## Goal
Rewrite the lines from the first one through the line containing "66 131 L 66", keeping every line up to the answer as is. Shift each number in the answer, meaning its viewBox values and path coordinates, up by 143.

## The records
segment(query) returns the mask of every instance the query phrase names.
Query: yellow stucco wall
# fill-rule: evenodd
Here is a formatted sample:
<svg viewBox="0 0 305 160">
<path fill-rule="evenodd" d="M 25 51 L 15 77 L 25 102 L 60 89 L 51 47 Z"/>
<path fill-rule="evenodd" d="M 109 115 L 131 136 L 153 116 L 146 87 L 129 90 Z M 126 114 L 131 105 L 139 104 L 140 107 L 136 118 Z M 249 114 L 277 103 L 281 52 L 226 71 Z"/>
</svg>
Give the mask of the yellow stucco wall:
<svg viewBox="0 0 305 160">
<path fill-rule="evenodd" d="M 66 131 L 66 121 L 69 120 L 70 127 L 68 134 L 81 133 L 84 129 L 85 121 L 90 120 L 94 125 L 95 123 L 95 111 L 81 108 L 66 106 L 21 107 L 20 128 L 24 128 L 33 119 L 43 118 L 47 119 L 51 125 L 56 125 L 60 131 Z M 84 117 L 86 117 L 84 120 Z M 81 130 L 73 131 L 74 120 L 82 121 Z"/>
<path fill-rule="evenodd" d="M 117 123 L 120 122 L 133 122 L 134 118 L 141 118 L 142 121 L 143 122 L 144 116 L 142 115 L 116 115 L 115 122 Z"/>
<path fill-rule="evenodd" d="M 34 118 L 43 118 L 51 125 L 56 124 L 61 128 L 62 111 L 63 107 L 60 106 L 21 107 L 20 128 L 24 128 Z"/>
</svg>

## Task result
segment(query) returns the mask of every instance the query phrase names.
Query: yellow stucco wall
# fill-rule: evenodd
Here is a formatted sample:
<svg viewBox="0 0 305 160">
<path fill-rule="evenodd" d="M 25 51 L 15 77 L 25 102 L 60 89 L 51 47 Z"/>
<path fill-rule="evenodd" d="M 109 115 L 131 136 L 153 116 L 146 87 L 129 90 Z M 126 114 L 131 105 L 139 104 L 140 107 L 136 118 Z M 249 114 L 277 103 L 281 52 L 226 71 Z"/>
</svg>
Give the mask of the yellow stucco wall:
<svg viewBox="143 143 448 303">
<path fill-rule="evenodd" d="M 209 274 L 209 264 L 212 263 L 213 270 L 211 277 L 224 276 L 227 272 L 228 264 L 233 263 L 237 268 L 238 266 L 238 254 L 224 251 L 209 249 L 164 250 L 163 271 L 167 271 L 176 262 L 186 261 L 190 262 L 194 268 L 199 268 L 203 274 Z M 227 260 L 229 260 L 227 263 Z M 224 273 L 216 274 L 217 263 L 225 264 Z"/>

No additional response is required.